British values 

by
09 December 2016

DESPITE this paper’s 153-year history, it was not until 1983 that the phrase “British values” was first mentioned. (It came in a letter from the Secretary of the Clergy Against Nuclear Arms, who was horrified by the violent treatment of the Greenham Common protesters, sanctioned by a government committed to “upholding traditional British values”.) The phrase has appeared with increasing regularity during the past two years, generally in relation to the Government’s attempts to counter Islamic extremism. The Archbishop of Canterbury is alive to the danger of this connection: “Values built on feelings of threat and fear can lead us down a dangerous path,” he warned the House of Lords last week.

The debate that ensued demonstrated that many wish to resist attempts to codify Britishness. “I do not want us to end up as a nation of identikit, roast-beef-eating, bowler-hatted Stepford citizens,” Baroness Sherlock said. Yet the Archbishop is right that, without agreement about shared values, it will be hard to achieve the vision of neighbourliness outlined in this week’s report on integration by Dame Louise Casey. As unscrupulous politicians have demonstrated repeatedly, it is always easier to unite people by what threatens them rather than what holds them together.

Lord Harries brought much-needed sense to the debate when he asserted that absolutes exist: “There is a magnetic north.” He chose truth as an example of a fundamental value. Its absence has been much lamented in recent weeks. Dame Louise expressed her desire to be honest about the failure to integrate new immigrants, and has warned that institutions, including faith groups, have turned a blind eye to behaviour that runs counter to accepted values. Her observations about “regressive” religion will spark debate in the weeks to come.
# # # #
▸ PROBLEMS TO WORK ON
**a)** Write out everything in the piece on British values from "The debate that" down to "holds them together.", copying each word as it appears.
**b)** According to the piece on British values, in what year did the phrase "British values" first appear in the paper?
**c)** Using the piece on British values, explain why the Archbishop of Canterbury sees danger in linking British values to the Government's efforts against Islamic extremism.
Use only the piece on British values to complete the entries.
# # # #
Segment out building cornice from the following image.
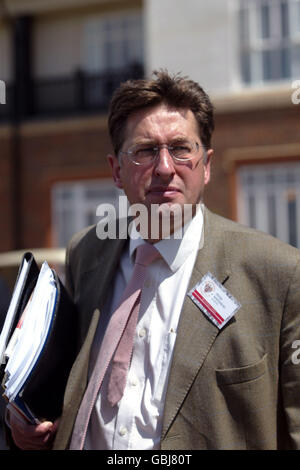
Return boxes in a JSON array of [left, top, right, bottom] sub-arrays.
[[212, 82, 295, 114], [0, 0, 128, 16]]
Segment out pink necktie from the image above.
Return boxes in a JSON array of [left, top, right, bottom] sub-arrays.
[[70, 243, 160, 450]]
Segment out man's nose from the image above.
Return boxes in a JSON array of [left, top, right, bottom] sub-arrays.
[[155, 147, 175, 177]]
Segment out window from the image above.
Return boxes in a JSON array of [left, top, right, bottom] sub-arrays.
[[239, 0, 300, 84], [52, 180, 123, 247], [238, 163, 300, 248], [83, 11, 144, 73]]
# # # #
▸ YOUR RESPONSES
**a)**
The debate that ensued demonstrated that many wish to resist attempts to codify Britishness. “I do not want us to end up as a nation of identikit, roast-beef-eating, bowler-hatted Stepford citizens,” Baroness Sherlock said. Yet the Archbishop is right that, without agreement about shared values, it will be hard to achieve the vision of neighbourliness outlined in this week’s report on integration by Dame Louise Casey. As unscrupulous politicians have demonstrated repeatedly, it is always easier to unite people by what threatens them rather than what holds them together.

**b)** 1983.

**c)** He warned that values built on feelings of threat and fear can lead down a dangerous path. The piece adds that it is always easier to unite people by what threatens them than by what holds them together, as unscrupulous politicians have repeatedly shown.